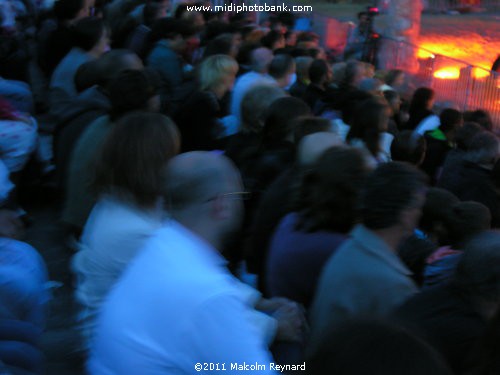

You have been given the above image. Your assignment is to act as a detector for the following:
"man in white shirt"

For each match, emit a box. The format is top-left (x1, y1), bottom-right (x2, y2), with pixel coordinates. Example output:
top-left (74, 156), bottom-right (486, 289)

top-left (88, 152), bottom-right (275, 375)
top-left (230, 47), bottom-right (276, 123)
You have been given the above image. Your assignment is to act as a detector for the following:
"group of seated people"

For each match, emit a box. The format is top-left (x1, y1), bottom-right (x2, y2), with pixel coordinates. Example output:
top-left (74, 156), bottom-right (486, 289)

top-left (0, 0), bottom-right (500, 375)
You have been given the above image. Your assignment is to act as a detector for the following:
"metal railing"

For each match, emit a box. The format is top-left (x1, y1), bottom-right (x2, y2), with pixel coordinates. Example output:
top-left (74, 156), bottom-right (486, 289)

top-left (381, 38), bottom-right (500, 127)
top-left (424, 0), bottom-right (500, 12)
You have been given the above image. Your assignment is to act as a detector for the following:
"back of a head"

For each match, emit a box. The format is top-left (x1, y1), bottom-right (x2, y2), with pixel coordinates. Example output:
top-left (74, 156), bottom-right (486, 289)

top-left (261, 30), bottom-right (283, 49)
top-left (453, 231), bottom-right (500, 304)
top-left (341, 90), bottom-right (373, 125)
top-left (75, 49), bottom-right (143, 91)
top-left (296, 146), bottom-right (368, 233)
top-left (383, 90), bottom-right (399, 103)
top-left (445, 201), bottom-right (491, 249)
top-left (162, 151), bottom-right (239, 212)
top-left (409, 87), bottom-right (434, 116)
top-left (73, 17), bottom-right (105, 51)
top-left (385, 69), bottom-right (404, 86)
top-left (151, 17), bottom-right (194, 42)
top-left (93, 112), bottom-right (180, 206)
top-left (306, 320), bottom-right (451, 375)
top-left (309, 59), bottom-right (328, 84)
top-left (465, 131), bottom-right (500, 164)
top-left (471, 109), bottom-right (493, 131)
top-left (262, 96), bottom-right (311, 142)
top-left (291, 116), bottom-right (332, 145)
top-left (297, 132), bottom-right (343, 168)
top-left (391, 130), bottom-right (427, 166)
top-left (419, 187), bottom-right (460, 238)
top-left (359, 78), bottom-right (382, 93)
top-left (295, 56), bottom-right (314, 80)
top-left (109, 69), bottom-right (160, 119)
top-left (198, 54), bottom-right (238, 90)
top-left (439, 108), bottom-right (463, 133)
top-left (455, 122), bottom-right (483, 151)
top-left (347, 97), bottom-right (387, 156)
top-left (203, 34), bottom-right (233, 59)
top-left (340, 61), bottom-right (363, 88)
top-left (269, 54), bottom-right (295, 79)
top-left (362, 162), bottom-right (427, 230)
top-left (240, 85), bottom-right (286, 133)
top-left (251, 47), bottom-right (273, 73)
top-left (54, 0), bottom-right (86, 21)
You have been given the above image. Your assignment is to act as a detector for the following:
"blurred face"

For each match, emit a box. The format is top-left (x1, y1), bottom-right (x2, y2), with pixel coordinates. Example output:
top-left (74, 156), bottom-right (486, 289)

top-left (223, 71), bottom-right (237, 92)
top-left (148, 95), bottom-right (161, 112)
top-left (389, 97), bottom-right (401, 113)
top-left (221, 171), bottom-right (245, 251)
top-left (156, 0), bottom-right (170, 19)
top-left (286, 32), bottom-right (297, 47)
top-left (379, 107), bottom-right (391, 133)
top-left (273, 35), bottom-right (285, 49)
top-left (401, 190), bottom-right (426, 236)
top-left (393, 73), bottom-right (405, 87)
top-left (93, 28), bottom-right (111, 56)
top-left (427, 98), bottom-right (434, 111)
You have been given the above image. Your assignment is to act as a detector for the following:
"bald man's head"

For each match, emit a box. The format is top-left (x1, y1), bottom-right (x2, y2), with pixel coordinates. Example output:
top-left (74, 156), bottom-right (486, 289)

top-left (162, 151), bottom-right (242, 211)
top-left (252, 47), bottom-right (273, 73)
top-left (298, 132), bottom-right (343, 167)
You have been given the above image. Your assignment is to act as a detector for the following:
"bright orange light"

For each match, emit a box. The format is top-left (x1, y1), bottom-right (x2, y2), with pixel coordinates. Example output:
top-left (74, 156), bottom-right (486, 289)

top-left (417, 33), bottom-right (500, 79)
top-left (472, 68), bottom-right (490, 79)
top-left (417, 49), bottom-right (435, 59)
top-left (434, 68), bottom-right (460, 79)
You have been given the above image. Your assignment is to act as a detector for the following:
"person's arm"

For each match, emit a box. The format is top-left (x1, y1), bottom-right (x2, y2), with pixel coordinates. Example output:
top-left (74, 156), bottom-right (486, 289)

top-left (180, 295), bottom-right (273, 374)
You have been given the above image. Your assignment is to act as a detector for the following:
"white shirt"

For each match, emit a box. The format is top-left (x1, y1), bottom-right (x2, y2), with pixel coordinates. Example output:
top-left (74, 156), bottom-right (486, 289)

top-left (72, 196), bottom-right (161, 349)
top-left (230, 71), bottom-right (276, 124)
top-left (88, 221), bottom-right (271, 375)
top-left (415, 115), bottom-right (441, 135)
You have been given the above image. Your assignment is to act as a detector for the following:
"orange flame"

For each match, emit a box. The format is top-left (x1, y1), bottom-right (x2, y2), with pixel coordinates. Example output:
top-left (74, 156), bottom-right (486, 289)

top-left (417, 33), bottom-right (500, 79)
top-left (434, 68), bottom-right (460, 79)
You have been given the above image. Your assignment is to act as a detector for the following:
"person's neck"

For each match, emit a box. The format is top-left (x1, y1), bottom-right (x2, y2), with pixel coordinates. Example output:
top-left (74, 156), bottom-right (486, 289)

top-left (311, 83), bottom-right (325, 91)
top-left (371, 227), bottom-right (404, 253)
top-left (171, 212), bottom-right (221, 249)
top-left (210, 86), bottom-right (226, 99)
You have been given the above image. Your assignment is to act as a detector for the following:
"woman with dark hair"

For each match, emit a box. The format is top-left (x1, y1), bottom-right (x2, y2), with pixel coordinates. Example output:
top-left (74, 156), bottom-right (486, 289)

top-left (307, 320), bottom-right (452, 375)
top-left (346, 98), bottom-right (394, 166)
top-left (175, 54), bottom-right (238, 151)
top-left (72, 112), bottom-right (180, 349)
top-left (49, 17), bottom-right (110, 114)
top-left (265, 146), bottom-right (368, 307)
top-left (406, 87), bottom-right (439, 134)
top-left (37, 0), bottom-right (90, 78)
top-left (62, 69), bottom-right (160, 234)
top-left (247, 96), bottom-right (311, 194)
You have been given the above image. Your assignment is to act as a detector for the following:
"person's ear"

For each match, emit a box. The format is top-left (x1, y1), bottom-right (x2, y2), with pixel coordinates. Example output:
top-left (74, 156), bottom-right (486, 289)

top-left (210, 195), bottom-right (231, 220)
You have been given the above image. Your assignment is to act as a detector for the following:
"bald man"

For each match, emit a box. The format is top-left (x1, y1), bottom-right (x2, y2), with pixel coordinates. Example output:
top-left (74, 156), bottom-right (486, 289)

top-left (88, 152), bottom-right (274, 375)
top-left (230, 47), bottom-right (278, 123)
top-left (248, 132), bottom-right (342, 292)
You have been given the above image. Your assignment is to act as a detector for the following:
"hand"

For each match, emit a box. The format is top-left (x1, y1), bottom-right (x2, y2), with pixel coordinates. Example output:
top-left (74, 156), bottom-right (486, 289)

top-left (272, 301), bottom-right (306, 342)
top-left (0, 210), bottom-right (24, 239)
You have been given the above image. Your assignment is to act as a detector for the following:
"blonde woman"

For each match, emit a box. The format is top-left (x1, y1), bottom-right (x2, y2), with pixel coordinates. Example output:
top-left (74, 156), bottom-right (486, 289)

top-left (176, 55), bottom-right (238, 151)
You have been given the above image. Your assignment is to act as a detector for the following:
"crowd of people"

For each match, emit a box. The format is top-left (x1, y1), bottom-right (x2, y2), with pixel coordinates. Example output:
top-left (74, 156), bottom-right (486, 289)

top-left (0, 0), bottom-right (500, 375)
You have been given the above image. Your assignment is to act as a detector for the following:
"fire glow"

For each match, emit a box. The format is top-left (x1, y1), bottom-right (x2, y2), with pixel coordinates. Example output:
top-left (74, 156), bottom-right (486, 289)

top-left (418, 34), bottom-right (500, 79)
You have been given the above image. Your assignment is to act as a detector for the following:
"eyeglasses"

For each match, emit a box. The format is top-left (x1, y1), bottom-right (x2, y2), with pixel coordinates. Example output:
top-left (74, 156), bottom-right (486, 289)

top-left (221, 191), bottom-right (252, 201)
top-left (205, 191), bottom-right (252, 202)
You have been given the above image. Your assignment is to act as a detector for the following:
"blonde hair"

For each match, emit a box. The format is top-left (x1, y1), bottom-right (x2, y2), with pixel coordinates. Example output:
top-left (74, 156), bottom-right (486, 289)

top-left (199, 55), bottom-right (238, 90)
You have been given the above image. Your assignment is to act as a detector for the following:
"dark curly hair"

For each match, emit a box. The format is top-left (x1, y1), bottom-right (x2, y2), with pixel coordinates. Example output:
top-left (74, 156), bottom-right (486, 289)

top-left (92, 112), bottom-right (180, 207)
top-left (295, 146), bottom-right (369, 233)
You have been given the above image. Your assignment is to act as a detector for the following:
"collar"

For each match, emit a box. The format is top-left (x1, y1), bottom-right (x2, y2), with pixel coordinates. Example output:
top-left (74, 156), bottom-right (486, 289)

top-left (164, 218), bottom-right (228, 267)
top-left (429, 128), bottom-right (447, 141)
top-left (351, 224), bottom-right (412, 276)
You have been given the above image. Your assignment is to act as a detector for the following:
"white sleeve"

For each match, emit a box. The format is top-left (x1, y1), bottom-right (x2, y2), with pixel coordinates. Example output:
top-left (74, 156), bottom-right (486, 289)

top-left (179, 295), bottom-right (273, 375)
top-left (415, 115), bottom-right (440, 135)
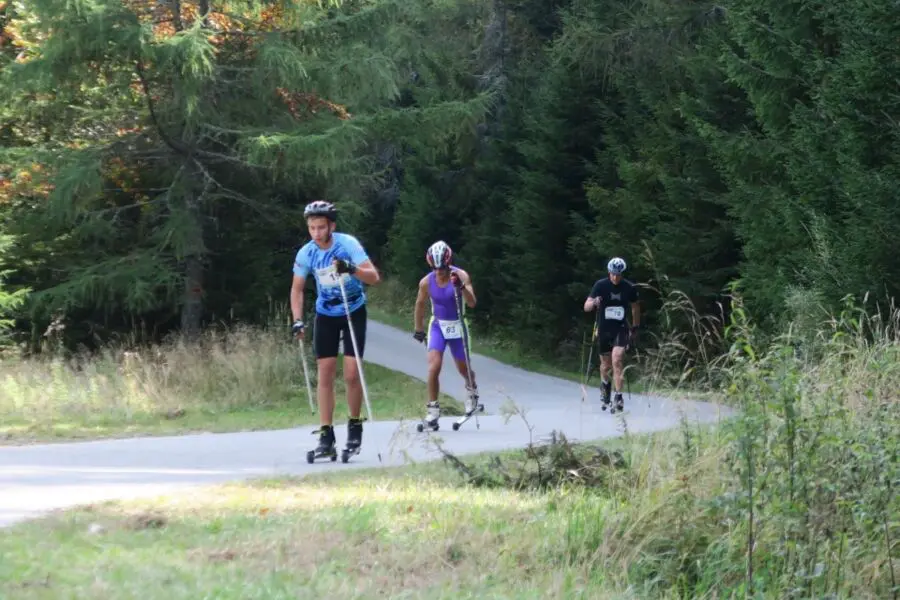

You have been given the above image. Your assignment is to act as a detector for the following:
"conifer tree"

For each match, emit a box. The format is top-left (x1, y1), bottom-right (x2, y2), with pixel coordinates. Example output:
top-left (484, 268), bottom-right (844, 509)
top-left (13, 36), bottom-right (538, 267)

top-left (0, 0), bottom-right (489, 346)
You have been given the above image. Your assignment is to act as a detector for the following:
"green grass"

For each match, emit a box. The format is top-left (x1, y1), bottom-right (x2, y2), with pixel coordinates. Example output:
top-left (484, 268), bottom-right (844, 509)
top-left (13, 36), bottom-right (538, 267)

top-left (0, 328), bottom-right (462, 444)
top-left (0, 428), bottom-right (696, 600)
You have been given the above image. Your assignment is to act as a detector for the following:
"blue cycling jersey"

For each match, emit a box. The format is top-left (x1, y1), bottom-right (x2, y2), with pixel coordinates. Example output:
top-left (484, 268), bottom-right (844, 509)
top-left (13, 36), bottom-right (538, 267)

top-left (294, 232), bottom-right (369, 317)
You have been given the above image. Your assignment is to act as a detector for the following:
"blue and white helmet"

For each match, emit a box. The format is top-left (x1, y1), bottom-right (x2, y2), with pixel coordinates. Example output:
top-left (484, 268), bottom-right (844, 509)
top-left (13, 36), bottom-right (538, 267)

top-left (425, 240), bottom-right (453, 269)
top-left (606, 256), bottom-right (626, 275)
top-left (303, 200), bottom-right (337, 222)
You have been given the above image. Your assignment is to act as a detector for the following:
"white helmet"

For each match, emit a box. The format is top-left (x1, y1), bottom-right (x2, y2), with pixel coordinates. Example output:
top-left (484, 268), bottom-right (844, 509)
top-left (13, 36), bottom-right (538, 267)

top-left (606, 256), bottom-right (625, 275)
top-left (425, 240), bottom-right (453, 269)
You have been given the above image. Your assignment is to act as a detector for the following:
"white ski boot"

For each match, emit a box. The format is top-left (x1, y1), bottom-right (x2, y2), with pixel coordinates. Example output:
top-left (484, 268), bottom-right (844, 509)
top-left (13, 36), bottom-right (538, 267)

top-left (416, 402), bottom-right (441, 433)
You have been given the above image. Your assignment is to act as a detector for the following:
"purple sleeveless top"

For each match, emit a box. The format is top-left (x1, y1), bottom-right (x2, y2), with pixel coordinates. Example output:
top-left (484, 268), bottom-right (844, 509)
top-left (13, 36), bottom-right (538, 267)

top-left (428, 265), bottom-right (459, 321)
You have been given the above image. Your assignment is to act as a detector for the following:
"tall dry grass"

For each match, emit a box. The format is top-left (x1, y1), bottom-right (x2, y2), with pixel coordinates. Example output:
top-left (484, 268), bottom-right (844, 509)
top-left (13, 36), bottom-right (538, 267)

top-left (0, 326), bottom-right (306, 422)
top-left (444, 293), bottom-right (900, 599)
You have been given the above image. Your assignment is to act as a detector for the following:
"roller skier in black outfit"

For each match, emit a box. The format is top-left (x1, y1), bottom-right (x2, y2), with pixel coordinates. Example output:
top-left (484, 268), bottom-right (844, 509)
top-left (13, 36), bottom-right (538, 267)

top-left (584, 257), bottom-right (641, 412)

==================================================

• _Exercise brief_: Go through the material and copy out in full every line that contains the word "hair".

• _Answer_:
"woman with dark hair"
"blonde hair"
"dark curly hair"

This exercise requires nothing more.